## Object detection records
^^^^
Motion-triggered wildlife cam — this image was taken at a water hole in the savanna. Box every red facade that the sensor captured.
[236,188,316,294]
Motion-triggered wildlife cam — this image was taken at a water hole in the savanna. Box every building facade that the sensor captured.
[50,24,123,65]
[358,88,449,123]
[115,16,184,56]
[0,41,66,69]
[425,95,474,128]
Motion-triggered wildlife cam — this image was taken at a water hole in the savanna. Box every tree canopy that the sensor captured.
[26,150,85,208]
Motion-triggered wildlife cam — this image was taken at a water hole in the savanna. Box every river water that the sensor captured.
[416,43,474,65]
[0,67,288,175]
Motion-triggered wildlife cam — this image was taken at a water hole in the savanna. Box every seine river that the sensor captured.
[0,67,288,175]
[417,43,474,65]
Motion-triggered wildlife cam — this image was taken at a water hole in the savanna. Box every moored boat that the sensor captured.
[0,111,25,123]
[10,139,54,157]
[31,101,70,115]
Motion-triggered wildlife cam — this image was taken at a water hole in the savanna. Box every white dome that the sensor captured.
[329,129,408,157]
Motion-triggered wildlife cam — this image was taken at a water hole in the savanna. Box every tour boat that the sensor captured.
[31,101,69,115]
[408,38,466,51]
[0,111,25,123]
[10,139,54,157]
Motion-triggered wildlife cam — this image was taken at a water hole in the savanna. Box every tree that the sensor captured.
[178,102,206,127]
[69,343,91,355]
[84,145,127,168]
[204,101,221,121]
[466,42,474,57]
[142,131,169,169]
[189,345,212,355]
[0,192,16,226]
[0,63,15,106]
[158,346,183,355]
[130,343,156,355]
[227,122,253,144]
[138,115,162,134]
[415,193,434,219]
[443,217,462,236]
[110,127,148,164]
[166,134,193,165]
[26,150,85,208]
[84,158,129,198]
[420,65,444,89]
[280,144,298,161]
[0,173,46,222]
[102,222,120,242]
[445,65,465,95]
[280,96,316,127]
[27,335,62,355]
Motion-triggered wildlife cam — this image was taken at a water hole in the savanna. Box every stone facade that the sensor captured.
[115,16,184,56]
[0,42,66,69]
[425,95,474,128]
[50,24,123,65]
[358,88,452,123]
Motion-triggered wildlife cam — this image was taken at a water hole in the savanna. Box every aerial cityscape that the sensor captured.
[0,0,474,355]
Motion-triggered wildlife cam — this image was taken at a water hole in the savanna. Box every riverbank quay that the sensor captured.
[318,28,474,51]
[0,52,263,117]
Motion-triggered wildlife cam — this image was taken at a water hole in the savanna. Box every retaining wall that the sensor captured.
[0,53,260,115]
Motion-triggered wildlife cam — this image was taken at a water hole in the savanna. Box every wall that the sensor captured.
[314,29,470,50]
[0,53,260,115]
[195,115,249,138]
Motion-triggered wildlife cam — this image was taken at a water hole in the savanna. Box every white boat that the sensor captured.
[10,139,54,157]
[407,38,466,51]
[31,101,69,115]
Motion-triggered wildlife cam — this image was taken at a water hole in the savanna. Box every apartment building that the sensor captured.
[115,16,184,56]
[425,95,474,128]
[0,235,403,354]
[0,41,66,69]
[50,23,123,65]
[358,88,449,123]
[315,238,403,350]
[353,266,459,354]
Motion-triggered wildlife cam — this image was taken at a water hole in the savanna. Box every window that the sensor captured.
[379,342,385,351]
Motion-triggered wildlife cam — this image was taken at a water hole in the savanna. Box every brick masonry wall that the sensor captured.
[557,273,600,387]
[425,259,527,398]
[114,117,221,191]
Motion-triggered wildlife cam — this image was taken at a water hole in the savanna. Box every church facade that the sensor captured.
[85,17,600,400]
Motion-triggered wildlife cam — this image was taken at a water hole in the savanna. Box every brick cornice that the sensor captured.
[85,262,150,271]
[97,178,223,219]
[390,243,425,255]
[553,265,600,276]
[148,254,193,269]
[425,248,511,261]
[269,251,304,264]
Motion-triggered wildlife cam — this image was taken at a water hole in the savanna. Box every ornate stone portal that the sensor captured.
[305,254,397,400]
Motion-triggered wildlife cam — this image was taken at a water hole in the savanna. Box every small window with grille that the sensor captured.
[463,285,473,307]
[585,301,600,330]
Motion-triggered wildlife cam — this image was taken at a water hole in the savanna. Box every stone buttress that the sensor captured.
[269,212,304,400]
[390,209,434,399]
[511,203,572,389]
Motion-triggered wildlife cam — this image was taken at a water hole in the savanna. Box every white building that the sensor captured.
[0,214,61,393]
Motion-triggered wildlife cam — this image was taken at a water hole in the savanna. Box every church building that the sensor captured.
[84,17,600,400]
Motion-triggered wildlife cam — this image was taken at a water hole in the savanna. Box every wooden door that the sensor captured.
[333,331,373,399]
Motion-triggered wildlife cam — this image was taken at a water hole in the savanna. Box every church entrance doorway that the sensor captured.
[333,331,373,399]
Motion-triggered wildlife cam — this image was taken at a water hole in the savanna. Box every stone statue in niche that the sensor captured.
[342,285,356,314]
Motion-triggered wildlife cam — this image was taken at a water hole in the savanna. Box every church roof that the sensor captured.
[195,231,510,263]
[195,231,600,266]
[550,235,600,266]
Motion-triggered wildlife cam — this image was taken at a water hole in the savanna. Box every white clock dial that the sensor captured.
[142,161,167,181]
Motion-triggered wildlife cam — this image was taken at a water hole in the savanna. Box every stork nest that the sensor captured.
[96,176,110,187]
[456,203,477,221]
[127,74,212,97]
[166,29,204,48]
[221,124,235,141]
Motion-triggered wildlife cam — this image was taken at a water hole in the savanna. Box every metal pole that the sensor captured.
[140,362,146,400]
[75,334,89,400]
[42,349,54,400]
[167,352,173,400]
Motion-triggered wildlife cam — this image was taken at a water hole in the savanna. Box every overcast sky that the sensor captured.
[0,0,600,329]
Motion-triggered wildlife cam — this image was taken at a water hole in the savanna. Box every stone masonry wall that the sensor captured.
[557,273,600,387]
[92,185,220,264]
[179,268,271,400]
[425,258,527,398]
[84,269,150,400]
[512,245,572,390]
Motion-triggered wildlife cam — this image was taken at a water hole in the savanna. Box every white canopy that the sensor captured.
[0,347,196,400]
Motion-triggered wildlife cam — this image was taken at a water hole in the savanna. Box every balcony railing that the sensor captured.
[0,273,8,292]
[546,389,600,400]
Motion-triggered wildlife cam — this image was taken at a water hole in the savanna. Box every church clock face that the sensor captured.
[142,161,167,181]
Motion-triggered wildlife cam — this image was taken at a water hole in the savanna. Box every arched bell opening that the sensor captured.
^^^^
## Task to complete
Extract each line of the records that contains the word "clock". Letter case must match.

## Final result
Motion-triggered wildlife cam — this image was taken at a water hole in the savanna. Box every white clock dial that the sensor captured.
Motion-triggered wildlife cam — this image was taken at a water hole in the savanna. Box every church clock face that the sensor captured.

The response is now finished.